**TASK DETAILS:** Please write out, exactly as given, the line that contains "of the cloudy" and all lines that follow it through the end of the listing, and nothing else.
◇ ◇ ◇
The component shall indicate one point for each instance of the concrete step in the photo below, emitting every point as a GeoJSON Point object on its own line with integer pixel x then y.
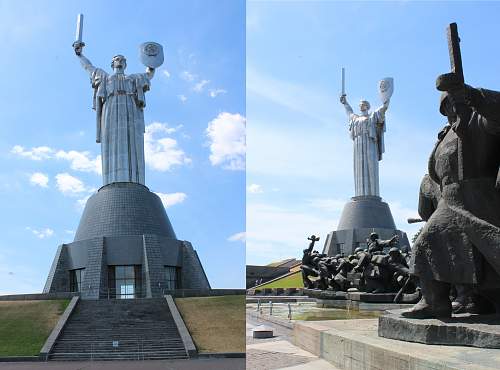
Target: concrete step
{"type": "Point", "coordinates": [144, 329]}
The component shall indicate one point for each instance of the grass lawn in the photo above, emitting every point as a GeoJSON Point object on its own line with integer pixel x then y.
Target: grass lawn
{"type": "Point", "coordinates": [25, 325]}
{"type": "Point", "coordinates": [291, 281]}
{"type": "Point", "coordinates": [216, 324]}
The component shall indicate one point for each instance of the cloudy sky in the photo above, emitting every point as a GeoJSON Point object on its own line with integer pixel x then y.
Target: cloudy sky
{"type": "Point", "coordinates": [195, 126]}
{"type": "Point", "coordinates": [299, 162]}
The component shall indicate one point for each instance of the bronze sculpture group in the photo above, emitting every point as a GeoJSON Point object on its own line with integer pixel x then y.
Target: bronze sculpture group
{"type": "Point", "coordinates": [455, 260]}
{"type": "Point", "coordinates": [371, 270]}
◇ ◇ ◇
**RESPONSE AREA:**
The component shall indicate one point for each instance of the cloudy sky in the photo above, emitting every point as a GeoJSON Point object on its own line with integer pixel x then y.
Target: cloudy sky
{"type": "Point", "coordinates": [195, 126]}
{"type": "Point", "coordinates": [299, 162]}
The component shall indicate one point for each instance of the bronze sculpture group in the photo above, emitting every point as a GeoJSON Point object on its own line with integer pixel x then y.
Target: bronze sculpture group
{"type": "Point", "coordinates": [455, 260]}
{"type": "Point", "coordinates": [371, 270]}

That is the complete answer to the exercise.